● TAREFAS A FAZER
[A] No trecho sobre a novela O Grito, qual foi a origem da lentidão da novela?
[B] Escreva a continuação do trecho sobre a novela O Grito, começando logo depois da última frase dele.

● TRECHO FORNECIDO
O Grito ainda tem um enorme impacto sobre muita gente, tanto que um cara fez até uma abertura falsa de remake pra ela, que está no YouTube (acima). Como você vê esse impacto que ela ainda tem? Aliás como você vê o fato de uma novela que enfrentou tantos problemas nunca ter sido esquecida?
A novela é excelente! Esse é o primeiro ponto. Ela tem elementos para atrair o público: tem uma trama de mistério, uma investigação policial, contrabandistas, homossexualidade, travestismo, mulheres livres, ricos hipócritas, empregados batalhadores e emergentes. E a figura de Marta, religiosa, meio mística, com uma missão de cuidar do filho, muito comovente. A lentidão da novela teve origem nos longos diálogos morais e existenciais de Jorge Andrade. Isso assustava parte do público, que esperava uma trama mais rápida. Se ela fosse reduzida a uns 40 capítulos, concentrados no enredo, com diálogo mais enxuto, teria muito potencial de audiência.

● LINHAS DE DADOS

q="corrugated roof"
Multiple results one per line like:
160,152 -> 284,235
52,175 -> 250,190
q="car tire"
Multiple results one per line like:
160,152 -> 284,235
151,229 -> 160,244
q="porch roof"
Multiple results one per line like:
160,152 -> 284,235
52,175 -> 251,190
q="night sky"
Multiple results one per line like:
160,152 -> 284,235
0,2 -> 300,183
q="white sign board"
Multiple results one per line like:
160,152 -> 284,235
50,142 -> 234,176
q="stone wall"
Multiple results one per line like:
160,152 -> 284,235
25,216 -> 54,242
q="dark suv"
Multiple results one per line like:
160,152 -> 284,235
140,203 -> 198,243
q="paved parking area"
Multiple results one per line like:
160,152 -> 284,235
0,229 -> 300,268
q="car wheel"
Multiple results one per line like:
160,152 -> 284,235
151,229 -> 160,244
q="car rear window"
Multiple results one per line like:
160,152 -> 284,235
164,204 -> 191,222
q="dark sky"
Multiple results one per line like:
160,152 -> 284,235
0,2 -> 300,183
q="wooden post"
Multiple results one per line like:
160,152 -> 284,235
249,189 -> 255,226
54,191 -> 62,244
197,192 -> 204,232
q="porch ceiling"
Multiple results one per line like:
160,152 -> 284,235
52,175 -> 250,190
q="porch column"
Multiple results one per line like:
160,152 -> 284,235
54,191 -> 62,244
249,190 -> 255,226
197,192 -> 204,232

==

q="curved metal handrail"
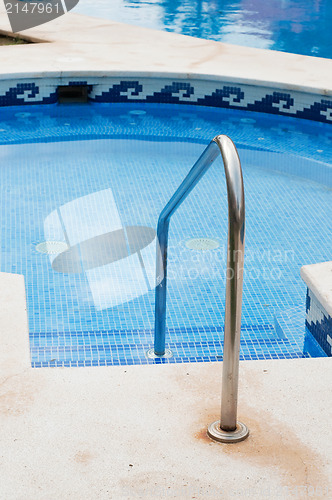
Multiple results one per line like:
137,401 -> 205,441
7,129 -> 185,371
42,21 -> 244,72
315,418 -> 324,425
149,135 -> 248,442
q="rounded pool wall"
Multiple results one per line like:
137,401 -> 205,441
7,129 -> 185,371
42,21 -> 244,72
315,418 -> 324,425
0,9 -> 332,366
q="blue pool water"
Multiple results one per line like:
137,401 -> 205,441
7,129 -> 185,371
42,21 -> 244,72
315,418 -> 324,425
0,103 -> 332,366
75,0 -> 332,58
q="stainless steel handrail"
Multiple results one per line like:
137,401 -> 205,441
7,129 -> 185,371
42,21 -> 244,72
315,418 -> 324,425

● TAREFAS RESOLVIDAS
[A] Os longos diálogos morais e existenciais de Jorge Andrade.

[B]
Considera que ela merecia um remake? E como você vê essa coisa de os moradores do prédio terem segredos (e ficarem preocupados com ligações interceptadas) nesses tempos de redes sociais, em que todo mundo pode ver (e acompanhar) a vida de todo mundo?
Ela daria um remake sombrio, meio como American Horror Story, seria ótimo! Os dois “segredos” da novela – os contrabandistas, e as cartas anônimas – poderiam existir ainda nos dias de hoje. Há muitas maneiras de se esconder atrás de perfis falsos na internet. Neste caso, Marta, além de ex-freira, poderia secretamente ser uma hacker!

Você chegou a conversar com a família do Jorge? O que eles comentam sobre ele na época da novela?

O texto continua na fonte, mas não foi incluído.